TEXTO DE LECTURA:
Pasión egipcia

Por Andrés Merino

El obelisco de Luxor es el monumento más antiguo de la capital del Sena, aunque se instaló en su plaza de la Concordia en 1836. Ni antes ni después de ser tallado con granito rosa de Asuán, en el Alto Egipto, en el siglo XII antes de Cristo, faraones e ingenieros pudieron imaginar que acabaría erguido a miles de kilómetros del templo para el que se creó. Pero ya entonces dispusieron de los materiales técnicos que hicieron posible que viajara: primero lo trasladaron desde su cantera y después fueron capaces de ponerlo en pie.

El cairota Robert Solé lleva años publicando el resultado de sus estudios sobre en nacimiento de la egiptología, y propone en “El viaje del obelisco”, la continuación de uno de sus anteriores trabajos, “La expedición Bonaparte” (2001). El segundo no puede ser entendido sin el primero, pues la pasión francesa –incluso británica- por la civilización del Nilo se explica en aquella aventura de arena que impulsó Napoleón con un formidable despliegue de científicos en su equipaje… De aquél amor a primera vista surgiría tres décadas después el deseo cuasi-nacional de regresar a secuestrar a la novia al otro lado del mediterráneo. A comienzos del reinado de Luis Felipe, un navío con todos los avances técnicos posibles, el Luxor, se desplazó a Egipto en una travesía bien relatada en un libro de gran interés. La pieza había sido escogida a propuesta de Champollion, el científico considerado fundador de la egiptología por haber participado definitivamente en el descifrado de las descripciones jeroglíficas de la llamada piedra de Roseta, hallada en la ciudad del mismo nombre en el margen noreste del delta del Nilo. Las dificultades técnicas fueron salvadas, pero las de orden natural no dejaron de estar presentes. La expedición no pudo “cargar” el monumento hasta que llegó la crecida anual del río, cuyas aguas hicieron posible pero no facilitaron precisamente las difíciles maniobras por sus meandros.

DATOS REGISTRADOS:
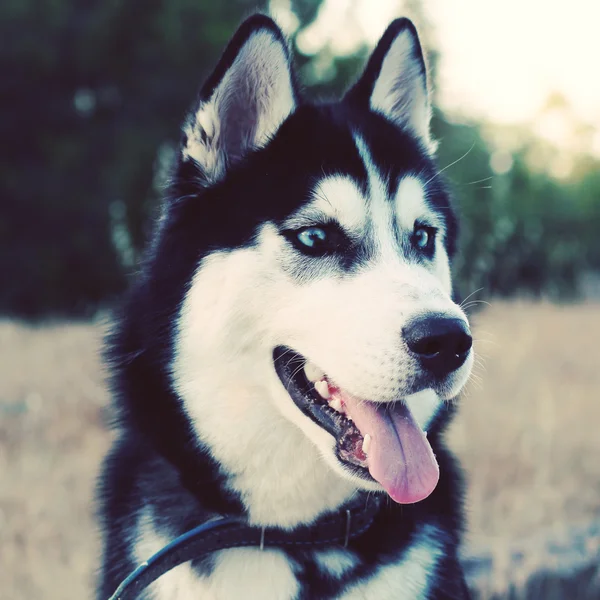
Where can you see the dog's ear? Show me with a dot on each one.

LISTA DE TAREAS:
[1] Resuma en dos oraciones el texto sobre el obelisco de Luxor.
[2] Reproduzca el pasaje del texto sobre el obelisco de Luxor que comienza en "Pasión egipcia" y termina en "ponerlo en pie.".
Las líneas no guardan relación alguna con el texto.

RESULTADOS EN ORDEN:
[1] El obelisco de Luxor, tallado en granito rosa de Asuán en el siglo XII antes de Cristo, es el monumento más antiguo de la capital del Sena y se instaló en la plaza de la Concordia en 1836. En «El viaje del obelisco», Robert Solé narra la expedición del navío Luxor a Egipto a comienzos del reinado de Luis Felipe en busca de esta pieza, escogida a propuesta de Champollion, y cuenta que la expedición tuvo que esperar la crecida anual del río para cargarla.

[2]
Pasión egipcia

Por Andrés Merino

El obelisco de Luxor es el monumento más antiguo de la capital del Sena, aunque se instaló en su plaza de la Concordia en 1836. Ni antes ni después de ser tallado con granito rosa de Asuán, en el Alto Egipto, en el siglo XII antes de Cristo, faraones e ingenieros pudieron imaginar que acabaría erguido a miles de kilómetros del templo para el que se creó. Pero ya entonces dispusieron de los materiales técnicos que hicieron posible que viajara: primero lo trasladaron desde su cantera y después fueron capaces de ponerlo en pie.